Document text:
Species of roundworm

Capillaria feliscati (also known as Pearsonema feliscati), the cat bladder worm is a worm that affects cats, and seldom dogs. Its main final hosts are wild carnivores (foxes, wolves, coyotes, hedgehogs, etc.). It is a urinary tract nematode, though its occurrence is rare. C. feliscati are small, delicate, yellowish, thread-like worms. Adults are approximately between 16 and 53 mm in length.

== Pathology ==
The parasite can irritate the mucosa of the urinary system (bladder and tract), sometimes with painful urination and incontinence. They reportedly infect the large intestine but have been found in the urinary bladder of the cat, resulting in feline lower urinary tract disease (FLUTD). In cats with a heavy infection, symptoms can include frequent urination, painful urination, bloody urine, straining to urinate.

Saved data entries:
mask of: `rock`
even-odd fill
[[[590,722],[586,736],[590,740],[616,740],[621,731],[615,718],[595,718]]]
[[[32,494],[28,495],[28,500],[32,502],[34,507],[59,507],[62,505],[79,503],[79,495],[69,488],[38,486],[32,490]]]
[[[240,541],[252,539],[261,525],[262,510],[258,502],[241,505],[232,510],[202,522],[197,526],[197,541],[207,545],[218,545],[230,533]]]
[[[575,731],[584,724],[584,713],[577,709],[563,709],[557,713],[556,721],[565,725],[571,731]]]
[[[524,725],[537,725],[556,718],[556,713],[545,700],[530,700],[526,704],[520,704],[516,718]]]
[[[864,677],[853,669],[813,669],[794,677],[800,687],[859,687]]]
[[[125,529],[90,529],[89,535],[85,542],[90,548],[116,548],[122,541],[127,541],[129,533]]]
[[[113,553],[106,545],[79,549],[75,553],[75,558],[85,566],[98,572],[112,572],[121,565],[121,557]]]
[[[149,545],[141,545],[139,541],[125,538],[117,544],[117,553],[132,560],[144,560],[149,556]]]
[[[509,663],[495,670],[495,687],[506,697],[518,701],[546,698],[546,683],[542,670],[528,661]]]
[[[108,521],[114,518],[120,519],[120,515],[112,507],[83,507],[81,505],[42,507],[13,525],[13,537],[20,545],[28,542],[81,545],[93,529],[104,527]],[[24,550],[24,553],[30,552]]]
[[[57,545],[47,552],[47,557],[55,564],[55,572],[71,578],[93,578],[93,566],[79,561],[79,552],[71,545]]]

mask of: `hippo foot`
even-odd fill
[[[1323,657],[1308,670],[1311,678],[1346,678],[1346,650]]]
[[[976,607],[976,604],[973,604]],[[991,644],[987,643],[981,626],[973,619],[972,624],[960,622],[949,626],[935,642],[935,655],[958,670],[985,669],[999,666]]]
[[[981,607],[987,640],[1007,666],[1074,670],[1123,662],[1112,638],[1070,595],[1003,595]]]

Exercise set:
a. Using the cat bladder worm text, decide whether each statement agrees with it: (i) adult worms measure roughly 16 to 53 mm long; (ii) the worm commonly affects dogs; (iii) the worm occurs frequently in the urinary tract. Answer yes or no for each and quote the deciding words.
b. In the cat bladder worm text, what disease can result when the parasite is found in a cat's urinary bladder?
c. Resume the cat bladder worm text after its last sentence.

Answers by task:
a.
(i) Yes: "Adults are approximately between 16 and 53 mm in length."
(ii) No: "a worm that affects cats, and seldom dogs."
(iii) No: "It is a urinary tract nematode, though its occurrence is rare."

b. Feline lower urinary tract disease (FLUTD).

c.
Infected cats are usually over 8 months of age. Clinical signs or symptoms of affected cats include abdominal pain, fever, distended painful bladder and urinary blockage. Diagnosis is based on finding larvae and fragments of adult stages in urine sediment. The ova are characteristic in appearance: football-shaped with plugs at both ends of the ova.

== Treatment and prevention ==
There are so far no true vaccines against Capillaria worms. This parasite is readily treated with proprietary medicines such as fenbendazole and ivermectin. Fenbendazole is given at 25 mg/kg every 12h for 10 days.